SHORT EXERCISE 1:
Answer these questions about the forum post:
(a) Which book does the writer use for reference?
(b) In the first "andandand" example, what total length do the lexicon and message add up to?
(c) How many objective functions and how many main algorithms has the writer tried?
SHORT EXERCISE 2: In the forum post, turn the paragraph beginning "I took this idea originally" into a short bulleted list that keeps its main facts.
SHORT EXERCISE 3: Pick up the forum post on letter collocation and description length where it stops and write the next part.

EXTRACT TO READ:

>> Start

[Date Prev][Date Next][Thread Prev][Thread Next][Date Index][Thread Index]

Re: VMs: f85r2 "four ages" diagram

--- Bruce Grant <bgrant@xxxxxxxxxxxxx> wrote:
> This sounds interesting ... could you expand on it a
> little? What sort 
> of algorithms have you tried?

Basically, I've tried two main objective functions and
two main algorithms, with many variations of each.

Objective Functions

** Collocation Using Likelihood Ratios
I took this idea originally from an application to
word collocations and applied it to letter
collocation. Collocation simply meaning that when two
items appear together, they do so on purpose - they
appear more often together than if they were
distributed randomly to a statistically significant
degree. A likelihood ratio is a bit more statistically
robust than a t test or chi-square, but the idea is
essentially the same - calculate the frequency two
items appear together and ratio with the null
hypothesis (how often they should appear together if
their distributions were random). The exact formula
for the log of the likelihood ratio is:

log L(c12, c1, p) + log L(c2 - c12, N - c1, p) - log
L(c12, c1, p1) - log L(c2 - c12, N - c1, p2)

where L(k,n,x) = (x^k)(1-x)^(n-k)
with p = c2/N, p1 = c12/c1 and p2 = (c2 - c12)/(N -
c1) and c1, c2, and c12 are the counts of the first
letter (or word), the second and the two appearing
together. N is the number of all combinations (bigrams
essentially). For reference, I use "Foundations of
Statistical Natural Language Processing" by Manning &
Schutze - that has the whole derivation.

** Minimum Description Length
This simply states that the length of the lexicon plus
the length of the message using it will be a minimum.
For example, if I have the string "andandand", the MDL

Lexicon - 1 = "and" (length = 3)
Message - 1, 1, 1 (length = 3)
MDL = 3+3 = 6

Consider that versus:
Lexicon - 1 = "andandand" (length = 9)
Message - 1 (length = 1)
MDL = 9+1 = 10

Lexicon - 1 = "a" (length = 1)
2 = "n" (length = 1)
3 = "d" (length = 1)

>> End

(Data entries)
>> Start

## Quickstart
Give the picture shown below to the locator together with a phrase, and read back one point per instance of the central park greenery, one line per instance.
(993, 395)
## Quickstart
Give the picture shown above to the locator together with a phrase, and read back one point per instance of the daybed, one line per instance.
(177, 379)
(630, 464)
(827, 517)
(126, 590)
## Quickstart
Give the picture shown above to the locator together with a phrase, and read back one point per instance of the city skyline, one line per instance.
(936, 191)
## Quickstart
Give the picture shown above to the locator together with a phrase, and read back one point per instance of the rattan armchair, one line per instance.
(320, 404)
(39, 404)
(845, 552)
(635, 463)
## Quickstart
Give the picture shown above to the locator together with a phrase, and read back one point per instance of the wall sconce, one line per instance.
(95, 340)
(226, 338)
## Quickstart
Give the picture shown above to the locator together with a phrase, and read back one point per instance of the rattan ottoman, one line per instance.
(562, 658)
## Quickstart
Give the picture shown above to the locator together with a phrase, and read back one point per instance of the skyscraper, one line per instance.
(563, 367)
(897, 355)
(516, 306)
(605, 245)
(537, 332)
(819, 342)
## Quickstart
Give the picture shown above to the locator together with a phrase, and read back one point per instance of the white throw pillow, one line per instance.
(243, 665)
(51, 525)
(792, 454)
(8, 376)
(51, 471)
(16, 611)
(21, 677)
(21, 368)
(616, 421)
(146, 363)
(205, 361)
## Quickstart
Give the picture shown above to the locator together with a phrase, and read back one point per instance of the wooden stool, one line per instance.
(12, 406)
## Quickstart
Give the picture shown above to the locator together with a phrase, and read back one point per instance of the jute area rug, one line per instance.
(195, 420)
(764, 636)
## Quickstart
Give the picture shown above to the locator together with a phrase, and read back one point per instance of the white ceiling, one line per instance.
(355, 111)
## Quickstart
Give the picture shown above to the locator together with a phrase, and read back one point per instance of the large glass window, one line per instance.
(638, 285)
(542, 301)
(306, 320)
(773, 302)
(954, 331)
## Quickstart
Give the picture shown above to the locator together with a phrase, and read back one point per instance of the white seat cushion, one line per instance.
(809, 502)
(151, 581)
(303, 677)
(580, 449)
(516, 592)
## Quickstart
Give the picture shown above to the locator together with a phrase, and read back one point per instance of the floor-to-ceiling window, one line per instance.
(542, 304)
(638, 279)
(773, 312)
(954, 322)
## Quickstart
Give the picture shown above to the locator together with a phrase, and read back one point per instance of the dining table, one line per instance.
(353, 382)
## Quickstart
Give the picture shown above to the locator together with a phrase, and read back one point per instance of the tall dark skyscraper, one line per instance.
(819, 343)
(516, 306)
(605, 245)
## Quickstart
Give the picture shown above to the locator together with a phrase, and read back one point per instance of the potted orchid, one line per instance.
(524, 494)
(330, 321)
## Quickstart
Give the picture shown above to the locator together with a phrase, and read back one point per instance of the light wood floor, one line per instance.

>> End

TASK RESPONSE 1:
(a) "Foundations of Statistical Natural Language Processing" by Manning & Schutze
(b) 6
(c) Two objective functions and two main algorithms

TASK RESPONSE 2:
- The idea was first used for word collocations and is applied here to letters.
- Collocation means two items show up together on purpose: more often than random placement would give, by a statistically significant margin.
- A likelihood ratio is somewhat more statistically robust than a t test or chi-square, but works on the same idea.
- It compares how often two items appear together with the null hypothesis, which is how often they would appear together if their distributions were random.

TASK RESPONSE 3:
Message - 1, 2, 3, 1, 2, 3, 1, 2, 3 (length = 9)
MDL = (1+1+1)+9 = 12

That's a pretty contrived example, but you get the

These had the most variance, but basically fell into
two groups.

** Aggregation
Mostly used with the Likelihood ratios.

Simplest - find the highest likelihood ratio bigram
(that is still significant) and combine into one new
symbol. Re-evaluate to find the new highest likelihood
bigram (which includes the symbol from the previous
step as a single gram). Keep going until nothing
statistically significant is left. Problem... just
about everything in a language is statistically
significant! It's hard for the algorithm to know when
to stop. Also, some word collocations are more
statistically signficant than letter collocations, so
words would bind together into phrases before other
words were finished. I couldn't find any telling
factor to let the algoritm know when this was
happening. Finally, the collocation statistics are
global while the individual letter relationships are
local. For instance, in English, "th" stands out far
and away as a collocation of letters (really should be
its own letter since it has its own phoneme) but...
not all instances where t is followed by h should be
joined - "THe boaT House".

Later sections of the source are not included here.